■ Records from a data source ■

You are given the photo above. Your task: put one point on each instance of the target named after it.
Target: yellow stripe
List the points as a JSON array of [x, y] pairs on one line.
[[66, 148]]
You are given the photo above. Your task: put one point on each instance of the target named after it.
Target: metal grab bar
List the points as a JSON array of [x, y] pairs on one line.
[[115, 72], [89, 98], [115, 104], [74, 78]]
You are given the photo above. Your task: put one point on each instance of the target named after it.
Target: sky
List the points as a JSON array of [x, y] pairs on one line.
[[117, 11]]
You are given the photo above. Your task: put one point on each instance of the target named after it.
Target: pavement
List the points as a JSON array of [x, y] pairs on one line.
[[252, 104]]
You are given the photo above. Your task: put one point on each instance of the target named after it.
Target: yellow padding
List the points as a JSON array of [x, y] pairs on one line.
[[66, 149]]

■ PROBLEM DESCRIPTION ■
Please quote the records above from the beginning through the line that contains "[[115, 72], [89, 98], [115, 104], [74, 78]]", reproducing every line unchanged.

■ WRITTEN REPLY ■
You are given the photo above. Your task: put one point on each instance of the target named after it.
Target: yellow stripe
List the points as a JSON array of [x, y] pairs on one line.
[[66, 148]]
You are given the photo above. Your task: put one point on each instance of the target named after it.
Target: metal grab bar
List the points as a JSON array of [x, y] pairs on one line.
[[115, 72], [89, 98], [115, 104], [74, 78]]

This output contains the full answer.